##### Records for this exercise
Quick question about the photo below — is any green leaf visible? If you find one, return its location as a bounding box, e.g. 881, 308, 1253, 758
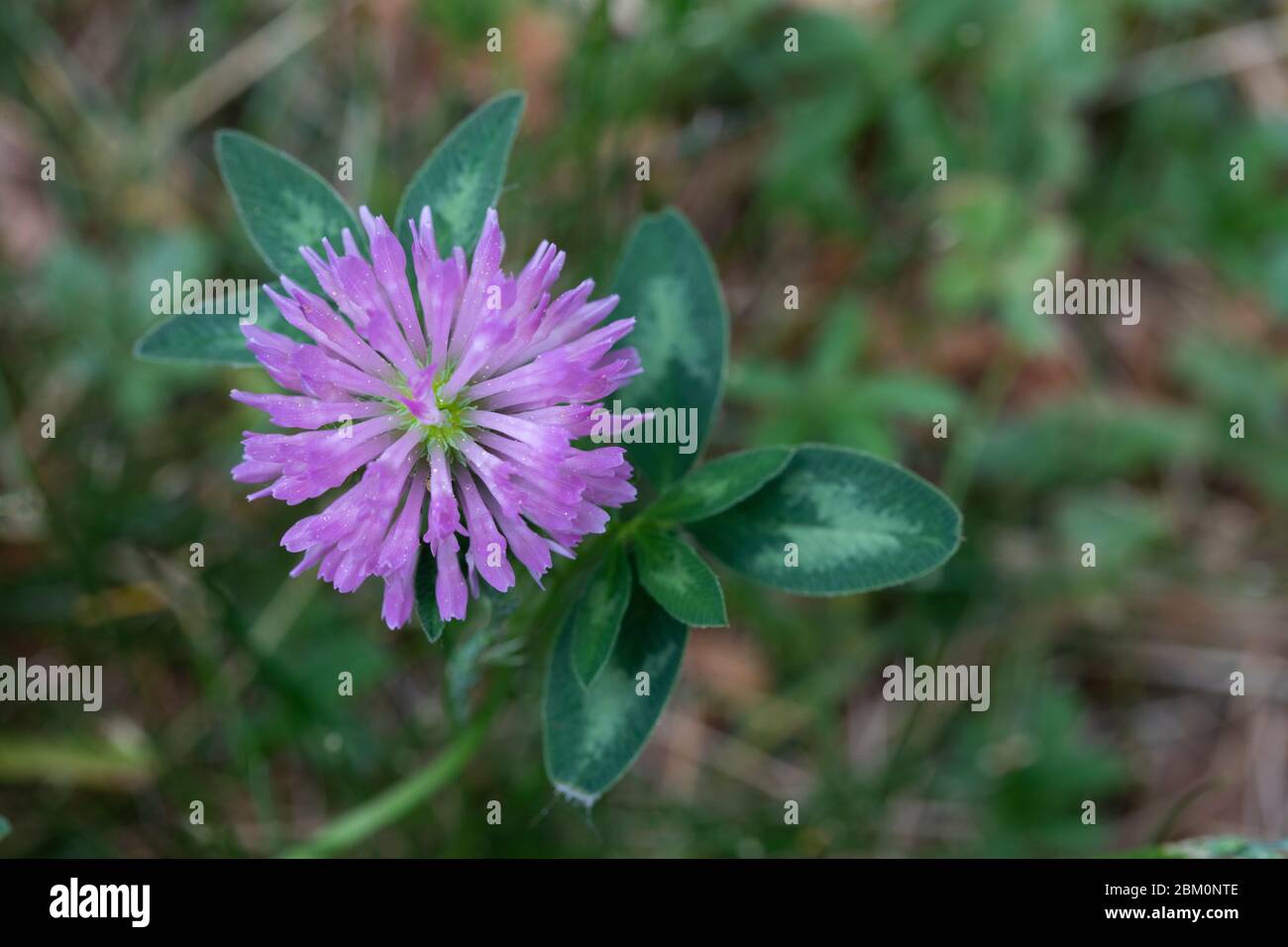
415, 549, 445, 644
648, 447, 793, 523
215, 129, 364, 292
572, 545, 631, 686
134, 316, 258, 365
692, 445, 961, 595
613, 209, 729, 488
544, 591, 690, 806
393, 91, 524, 254
635, 530, 729, 627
##########
Exercise aim.
Reproduce every line of the data above word for word, leaving out the picture.

Output of the task.
Quick question about the photo below — is any green leaf visible? If you find one, return its location as a bounding box, e.g. 881, 308, 1253, 758
415, 549, 445, 644
648, 447, 793, 523
215, 129, 364, 292
572, 545, 631, 686
134, 316, 258, 365
692, 445, 961, 595
613, 209, 729, 488
544, 591, 690, 806
393, 91, 524, 254
635, 530, 729, 627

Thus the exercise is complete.